(Coordinate annotation items)
*-*-*
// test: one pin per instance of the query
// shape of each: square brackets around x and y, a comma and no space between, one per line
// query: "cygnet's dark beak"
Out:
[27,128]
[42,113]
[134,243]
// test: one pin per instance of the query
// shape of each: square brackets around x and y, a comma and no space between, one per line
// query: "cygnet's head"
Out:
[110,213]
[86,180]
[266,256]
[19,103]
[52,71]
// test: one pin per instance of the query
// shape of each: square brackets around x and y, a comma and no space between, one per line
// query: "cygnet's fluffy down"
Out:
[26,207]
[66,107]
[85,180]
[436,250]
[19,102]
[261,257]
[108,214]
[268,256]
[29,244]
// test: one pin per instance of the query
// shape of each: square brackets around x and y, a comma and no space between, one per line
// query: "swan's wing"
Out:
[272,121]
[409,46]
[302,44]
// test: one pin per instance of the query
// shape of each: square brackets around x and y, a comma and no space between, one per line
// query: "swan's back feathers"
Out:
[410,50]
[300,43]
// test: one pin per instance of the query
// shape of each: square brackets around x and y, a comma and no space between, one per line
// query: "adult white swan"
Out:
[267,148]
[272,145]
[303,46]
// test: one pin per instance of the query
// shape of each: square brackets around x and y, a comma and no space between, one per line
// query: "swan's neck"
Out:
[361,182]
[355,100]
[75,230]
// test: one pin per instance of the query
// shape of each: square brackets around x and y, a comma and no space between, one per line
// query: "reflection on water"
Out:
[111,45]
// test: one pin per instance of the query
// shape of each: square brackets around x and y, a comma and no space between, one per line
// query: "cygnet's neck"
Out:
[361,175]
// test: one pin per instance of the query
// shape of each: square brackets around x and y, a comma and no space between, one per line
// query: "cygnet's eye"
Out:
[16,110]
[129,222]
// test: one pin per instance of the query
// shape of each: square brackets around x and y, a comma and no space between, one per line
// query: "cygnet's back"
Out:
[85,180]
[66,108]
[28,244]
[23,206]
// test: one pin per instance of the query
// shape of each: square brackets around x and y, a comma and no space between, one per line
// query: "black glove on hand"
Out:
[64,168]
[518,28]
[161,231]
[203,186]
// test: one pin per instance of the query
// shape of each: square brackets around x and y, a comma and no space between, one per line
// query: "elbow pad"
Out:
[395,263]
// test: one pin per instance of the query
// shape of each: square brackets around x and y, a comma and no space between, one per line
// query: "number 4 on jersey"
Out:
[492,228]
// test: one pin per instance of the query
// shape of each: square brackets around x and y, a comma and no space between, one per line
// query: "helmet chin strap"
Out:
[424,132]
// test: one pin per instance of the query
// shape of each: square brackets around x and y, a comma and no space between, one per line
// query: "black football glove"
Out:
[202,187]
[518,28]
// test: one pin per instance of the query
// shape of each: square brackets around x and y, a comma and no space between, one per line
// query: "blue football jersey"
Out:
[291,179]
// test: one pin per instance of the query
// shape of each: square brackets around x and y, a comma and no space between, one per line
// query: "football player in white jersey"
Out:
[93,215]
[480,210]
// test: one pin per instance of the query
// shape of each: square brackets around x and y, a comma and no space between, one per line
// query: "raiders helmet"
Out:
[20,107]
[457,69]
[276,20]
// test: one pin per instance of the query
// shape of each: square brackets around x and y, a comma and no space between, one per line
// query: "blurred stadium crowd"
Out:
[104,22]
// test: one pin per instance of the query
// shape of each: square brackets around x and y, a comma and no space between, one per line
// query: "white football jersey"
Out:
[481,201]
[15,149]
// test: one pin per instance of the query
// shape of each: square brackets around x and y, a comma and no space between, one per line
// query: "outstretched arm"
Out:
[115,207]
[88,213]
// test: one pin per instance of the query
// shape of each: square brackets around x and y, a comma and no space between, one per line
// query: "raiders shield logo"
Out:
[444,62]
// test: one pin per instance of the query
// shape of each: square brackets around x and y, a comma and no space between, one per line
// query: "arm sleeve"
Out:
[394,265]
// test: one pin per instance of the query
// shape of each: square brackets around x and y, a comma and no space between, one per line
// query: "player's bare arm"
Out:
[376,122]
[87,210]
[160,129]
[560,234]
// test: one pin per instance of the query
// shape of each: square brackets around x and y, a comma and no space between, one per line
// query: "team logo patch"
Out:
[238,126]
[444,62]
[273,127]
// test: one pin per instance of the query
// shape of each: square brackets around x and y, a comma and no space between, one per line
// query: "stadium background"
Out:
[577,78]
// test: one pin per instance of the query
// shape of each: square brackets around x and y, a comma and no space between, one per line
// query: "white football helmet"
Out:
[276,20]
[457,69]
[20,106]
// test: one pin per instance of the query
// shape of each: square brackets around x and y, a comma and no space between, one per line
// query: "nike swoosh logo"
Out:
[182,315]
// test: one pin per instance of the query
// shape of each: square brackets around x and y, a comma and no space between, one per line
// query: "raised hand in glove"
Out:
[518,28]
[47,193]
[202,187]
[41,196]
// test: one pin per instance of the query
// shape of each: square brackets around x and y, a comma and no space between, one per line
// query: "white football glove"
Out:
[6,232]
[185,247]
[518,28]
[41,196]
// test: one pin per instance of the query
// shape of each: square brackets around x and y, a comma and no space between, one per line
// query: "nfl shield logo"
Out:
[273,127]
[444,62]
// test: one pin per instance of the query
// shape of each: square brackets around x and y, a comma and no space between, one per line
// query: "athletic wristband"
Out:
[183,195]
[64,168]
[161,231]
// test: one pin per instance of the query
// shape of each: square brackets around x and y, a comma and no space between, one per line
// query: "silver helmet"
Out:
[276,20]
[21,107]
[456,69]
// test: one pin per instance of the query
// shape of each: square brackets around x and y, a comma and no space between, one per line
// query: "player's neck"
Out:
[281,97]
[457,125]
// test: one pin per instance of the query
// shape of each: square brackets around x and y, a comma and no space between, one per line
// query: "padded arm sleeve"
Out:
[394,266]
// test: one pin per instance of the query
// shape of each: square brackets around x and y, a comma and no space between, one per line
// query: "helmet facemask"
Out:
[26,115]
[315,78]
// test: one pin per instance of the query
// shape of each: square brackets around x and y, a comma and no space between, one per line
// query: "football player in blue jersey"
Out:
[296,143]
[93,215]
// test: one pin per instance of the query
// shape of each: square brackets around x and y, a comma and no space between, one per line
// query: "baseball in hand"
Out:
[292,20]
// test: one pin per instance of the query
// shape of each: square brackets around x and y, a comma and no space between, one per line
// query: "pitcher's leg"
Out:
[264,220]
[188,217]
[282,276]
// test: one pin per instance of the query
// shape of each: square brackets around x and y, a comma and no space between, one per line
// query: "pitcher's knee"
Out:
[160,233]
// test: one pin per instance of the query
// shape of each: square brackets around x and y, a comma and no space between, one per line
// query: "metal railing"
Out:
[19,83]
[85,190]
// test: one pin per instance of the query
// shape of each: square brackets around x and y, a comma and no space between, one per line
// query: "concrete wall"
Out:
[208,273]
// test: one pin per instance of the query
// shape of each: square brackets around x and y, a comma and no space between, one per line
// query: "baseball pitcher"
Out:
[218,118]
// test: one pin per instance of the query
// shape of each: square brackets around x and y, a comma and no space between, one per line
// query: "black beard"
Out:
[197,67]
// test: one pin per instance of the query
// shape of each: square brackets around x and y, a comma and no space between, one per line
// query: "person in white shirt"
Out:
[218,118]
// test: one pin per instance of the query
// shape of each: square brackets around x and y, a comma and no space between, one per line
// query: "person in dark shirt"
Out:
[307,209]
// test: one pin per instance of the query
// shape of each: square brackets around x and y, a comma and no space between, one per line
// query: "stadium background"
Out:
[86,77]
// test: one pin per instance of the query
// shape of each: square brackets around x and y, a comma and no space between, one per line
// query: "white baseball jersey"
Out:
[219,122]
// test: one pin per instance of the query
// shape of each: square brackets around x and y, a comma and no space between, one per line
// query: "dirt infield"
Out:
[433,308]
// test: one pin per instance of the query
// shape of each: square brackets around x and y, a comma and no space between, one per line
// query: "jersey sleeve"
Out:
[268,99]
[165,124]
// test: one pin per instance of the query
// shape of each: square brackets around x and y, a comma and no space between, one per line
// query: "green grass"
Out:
*-*-*
• _Exercise brief_
Copy each line of the items above that contains the word "helmet", treating uppercase and lowercase as different.

• _Solution for this exercise_
// query: "helmet chin strap"
// query: "raiders helmet"
// query: "white football helmet"
// query: "silver helmet"
// query: "helmet facemask"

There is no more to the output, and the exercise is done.